▸ Work to be completed
The expected output is every entry, repeated exactly.

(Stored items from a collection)

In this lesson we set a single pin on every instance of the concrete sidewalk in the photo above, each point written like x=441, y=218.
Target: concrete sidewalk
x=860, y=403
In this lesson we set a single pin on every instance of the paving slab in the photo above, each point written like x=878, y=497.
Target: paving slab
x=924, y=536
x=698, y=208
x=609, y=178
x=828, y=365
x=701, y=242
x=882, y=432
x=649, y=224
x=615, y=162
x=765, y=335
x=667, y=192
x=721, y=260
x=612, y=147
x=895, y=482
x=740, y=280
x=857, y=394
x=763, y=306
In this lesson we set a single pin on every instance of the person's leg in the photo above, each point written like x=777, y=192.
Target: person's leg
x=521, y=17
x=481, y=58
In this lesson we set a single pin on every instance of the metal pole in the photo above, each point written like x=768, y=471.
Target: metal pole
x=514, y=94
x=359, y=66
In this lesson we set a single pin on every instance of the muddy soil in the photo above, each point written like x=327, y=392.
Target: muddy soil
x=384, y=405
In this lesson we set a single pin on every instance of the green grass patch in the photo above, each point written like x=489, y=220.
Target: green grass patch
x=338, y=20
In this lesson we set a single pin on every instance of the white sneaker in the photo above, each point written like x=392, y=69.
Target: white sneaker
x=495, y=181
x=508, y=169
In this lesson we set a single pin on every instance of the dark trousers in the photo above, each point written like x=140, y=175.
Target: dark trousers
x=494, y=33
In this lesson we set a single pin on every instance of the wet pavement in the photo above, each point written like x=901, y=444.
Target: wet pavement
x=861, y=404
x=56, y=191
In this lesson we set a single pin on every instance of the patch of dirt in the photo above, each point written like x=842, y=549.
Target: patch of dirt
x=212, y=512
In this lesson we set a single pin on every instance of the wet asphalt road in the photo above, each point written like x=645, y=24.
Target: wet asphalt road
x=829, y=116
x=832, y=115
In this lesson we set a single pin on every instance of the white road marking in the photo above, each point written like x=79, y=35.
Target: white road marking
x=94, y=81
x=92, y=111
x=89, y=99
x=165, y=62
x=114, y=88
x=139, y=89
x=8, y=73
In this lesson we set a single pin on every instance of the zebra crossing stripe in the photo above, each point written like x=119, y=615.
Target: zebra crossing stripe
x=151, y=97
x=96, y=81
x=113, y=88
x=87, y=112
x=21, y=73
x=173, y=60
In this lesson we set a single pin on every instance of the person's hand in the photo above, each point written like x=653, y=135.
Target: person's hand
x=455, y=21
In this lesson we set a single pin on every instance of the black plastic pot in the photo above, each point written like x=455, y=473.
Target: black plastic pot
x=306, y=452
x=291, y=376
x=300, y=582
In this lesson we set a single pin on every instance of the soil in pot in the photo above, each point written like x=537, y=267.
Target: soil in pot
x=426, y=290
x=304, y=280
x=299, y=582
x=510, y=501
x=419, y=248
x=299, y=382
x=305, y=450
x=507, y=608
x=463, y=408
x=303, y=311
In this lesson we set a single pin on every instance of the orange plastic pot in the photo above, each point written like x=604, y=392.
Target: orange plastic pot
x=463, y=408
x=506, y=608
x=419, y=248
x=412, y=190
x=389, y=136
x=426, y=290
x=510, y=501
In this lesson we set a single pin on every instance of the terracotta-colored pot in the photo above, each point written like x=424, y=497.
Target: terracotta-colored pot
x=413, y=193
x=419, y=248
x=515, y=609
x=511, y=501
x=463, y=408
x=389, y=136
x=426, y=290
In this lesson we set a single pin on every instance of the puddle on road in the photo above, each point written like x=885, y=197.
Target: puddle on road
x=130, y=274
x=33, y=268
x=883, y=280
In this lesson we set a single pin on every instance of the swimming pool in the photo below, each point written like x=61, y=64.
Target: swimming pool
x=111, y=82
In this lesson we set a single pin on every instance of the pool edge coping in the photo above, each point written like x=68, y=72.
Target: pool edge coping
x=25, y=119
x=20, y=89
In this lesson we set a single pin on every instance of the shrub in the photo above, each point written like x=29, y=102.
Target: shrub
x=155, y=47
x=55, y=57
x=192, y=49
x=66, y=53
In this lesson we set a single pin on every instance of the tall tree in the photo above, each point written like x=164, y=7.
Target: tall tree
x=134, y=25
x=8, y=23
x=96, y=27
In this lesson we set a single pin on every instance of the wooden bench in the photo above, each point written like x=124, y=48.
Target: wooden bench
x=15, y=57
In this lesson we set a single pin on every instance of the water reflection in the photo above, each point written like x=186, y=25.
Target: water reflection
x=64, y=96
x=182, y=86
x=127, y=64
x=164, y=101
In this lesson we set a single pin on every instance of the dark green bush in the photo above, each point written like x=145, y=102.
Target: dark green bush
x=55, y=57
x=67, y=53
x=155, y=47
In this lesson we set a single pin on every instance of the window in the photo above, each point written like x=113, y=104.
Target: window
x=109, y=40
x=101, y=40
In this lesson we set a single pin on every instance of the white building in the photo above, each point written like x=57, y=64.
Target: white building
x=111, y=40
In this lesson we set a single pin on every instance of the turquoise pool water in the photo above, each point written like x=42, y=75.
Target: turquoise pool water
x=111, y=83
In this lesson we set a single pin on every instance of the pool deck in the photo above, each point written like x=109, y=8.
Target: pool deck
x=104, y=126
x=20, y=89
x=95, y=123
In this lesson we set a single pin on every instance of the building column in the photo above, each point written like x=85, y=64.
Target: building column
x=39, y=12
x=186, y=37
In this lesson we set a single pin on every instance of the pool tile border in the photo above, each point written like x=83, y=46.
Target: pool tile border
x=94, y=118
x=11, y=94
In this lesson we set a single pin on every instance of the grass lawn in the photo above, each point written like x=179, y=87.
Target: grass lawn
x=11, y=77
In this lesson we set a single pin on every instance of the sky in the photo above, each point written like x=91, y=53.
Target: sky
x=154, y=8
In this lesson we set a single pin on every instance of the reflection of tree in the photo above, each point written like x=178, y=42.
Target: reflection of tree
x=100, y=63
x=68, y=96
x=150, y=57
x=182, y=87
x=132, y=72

▸ Your solution
In this lesson we set a single pin on every instance of the concrete sidewalk in the photo above, each point written like x=441, y=218.
Target: concrete sidewalk
x=860, y=403
In this lesson we set a single pin on every instance of the paving slab in the photo above, each point written like x=878, y=497.
Target: paving slab
x=924, y=536
x=698, y=208
x=609, y=178
x=828, y=365
x=701, y=242
x=882, y=432
x=649, y=224
x=615, y=162
x=765, y=335
x=667, y=192
x=721, y=260
x=612, y=147
x=895, y=482
x=740, y=280
x=857, y=394
x=763, y=306
In this lesson we set a single pin on every instance of the person's leg in the photo above, each point written like x=777, y=192.
Target: person's leg
x=521, y=17
x=481, y=58
In this lesson we set a single pin on every instance of the metal pole in the photo above, each point written like x=768, y=471.
Target: metal pole
x=514, y=94
x=359, y=66
In this lesson we set a single pin on every instance of the muddy soil in the photo above, each point written like x=327, y=392.
Target: muddy soil
x=384, y=405
In this lesson we set a single pin on every instance of the green grass patch in the photo above, each point written like x=489, y=220.
Target: green grass patch
x=338, y=20
In this lesson we set a single pin on every instance of the white sneaker in the photo above, each point written like x=392, y=69.
Target: white sneaker
x=495, y=181
x=508, y=169
In this lesson we set a single pin on every instance of the dark trousers in the photo above, each point written like x=140, y=175.
Target: dark trousers
x=494, y=33
In this lesson we set a single pin on every instance of the wet pavement in the photo above, each point written like x=901, y=444.
Target: wet pavement
x=861, y=404
x=56, y=191
In this lesson we set a single pin on every instance of the patch of dirt in the photo above, each point written like x=842, y=549.
Target: patch of dirt
x=212, y=512
In this lesson we set a single pin on every instance of the wet asphalt road in the photo above, each point written like x=645, y=24.
Target: wet asphalt road
x=829, y=116
x=832, y=115
In this lesson we set a single pin on every instance of the white road marking in the photo above, each point written like x=79, y=35.
Target: white road marking
x=94, y=81
x=92, y=111
x=89, y=99
x=165, y=62
x=114, y=88
x=139, y=89
x=8, y=73
In this lesson we set a single pin on every instance of the zebra crossing stripe in the photo above, each point written like x=119, y=615.
Target: zebra crossing stripe
x=151, y=97
x=96, y=81
x=113, y=88
x=87, y=112
x=21, y=73
x=173, y=60
In this lesson we set a single pin on every instance of the person's hand in the photo above, each point written like x=653, y=135.
Target: person's hand
x=455, y=21
In this lesson we set a single pin on every instance of the black plastic pot in the photo above, each point written like x=455, y=473.
Target: black plastic pot
x=306, y=452
x=291, y=376
x=300, y=582
In this lesson we set a single pin on every instance of the soil in pot in the photo above, each point written like x=537, y=267.
Target: soil in pot
x=426, y=290
x=304, y=280
x=299, y=582
x=510, y=501
x=419, y=248
x=299, y=382
x=305, y=450
x=507, y=608
x=463, y=408
x=303, y=311
In this lesson we set a single pin on every instance of the orange plastic pot in the photo above, each point written like x=604, y=392.
Target: orange plastic pot
x=463, y=408
x=506, y=608
x=419, y=248
x=412, y=190
x=389, y=136
x=426, y=290
x=510, y=501
In this lesson we set a single pin on every instance of the terracotta-colored pot in the photo above, each point written like x=424, y=497.
Target: terracotta-colored pot
x=413, y=193
x=419, y=248
x=515, y=609
x=511, y=501
x=463, y=408
x=389, y=136
x=426, y=290
In this lesson we set a single pin on every instance of the puddle on road in the photo above, each point written like x=885, y=197.
Target: puddle on road
x=130, y=274
x=33, y=268
x=883, y=280
In this lesson we set a single pin on every instance of the swimming pool in the photo below, each point written like x=61, y=64.
Target: swimming pool
x=111, y=82
In this lesson we set a single pin on every instance of the pool edge coping in the photo above, each point written like x=68, y=72.
Target: pool edge coping
x=25, y=119
x=20, y=89
In this lesson we set a single pin on every instance of the shrub in the photo above, each point written like x=29, y=102.
Target: shrub
x=155, y=47
x=55, y=57
x=192, y=49
x=66, y=53
In this lesson we set a single pin on every instance of the tall tree in the photo above, each point written like x=164, y=7.
Target: tall tree
x=134, y=25
x=8, y=23
x=96, y=27
In this lesson we set a single pin on every instance of the wooden bench in the photo above, each point written like x=124, y=48.
Target: wooden bench
x=15, y=57
In this lesson we set a single pin on every instance of the water reflection in the photo above, each point written like x=186, y=25.
Target: water reflection
x=64, y=96
x=182, y=86
x=127, y=64
x=164, y=101
In this lesson we set a single pin on every instance of the dark green bush in the photo above, each point written like x=145, y=102.
Target: dark green bush
x=55, y=57
x=67, y=53
x=155, y=47
In this lesson we set a single pin on every instance of the window in the photo above, each point written like x=113, y=104.
Target: window
x=109, y=40
x=101, y=40
In this lesson we set a single pin on every instance of the white building in the photo above, each point written like x=57, y=64.
Target: white building
x=111, y=40
In this lesson we set a single pin on every instance of the turquoise pool water in the photo above, each point written like x=42, y=75.
Target: turquoise pool water
x=111, y=83
In this lesson we set a single pin on every instance of the pool deck in the photo above, each point written like x=109, y=8.
Target: pool deck
x=104, y=126
x=20, y=89
x=95, y=123
In this lesson we set a single pin on every instance of the building column in the photo above, each point written like x=85, y=64.
Target: building column
x=39, y=12
x=186, y=37
In this lesson we set a single pin on every instance of the pool tile border in the photo above, each point written like x=83, y=46.
Target: pool tile border
x=94, y=118
x=11, y=94
In this lesson we set a single pin on every instance of the grass lawn in the photo above, each point written like x=179, y=87.
Target: grass lawn
x=11, y=77
In this lesson we set a single pin on every instance of the sky in the photo above, each point written like x=91, y=53.
Target: sky
x=154, y=8
In this lesson we set a single pin on every instance of the reflection of tree in the photo above, each point written like x=178, y=42.
Target: reflection of tree
x=100, y=63
x=68, y=96
x=150, y=57
x=182, y=87
x=132, y=72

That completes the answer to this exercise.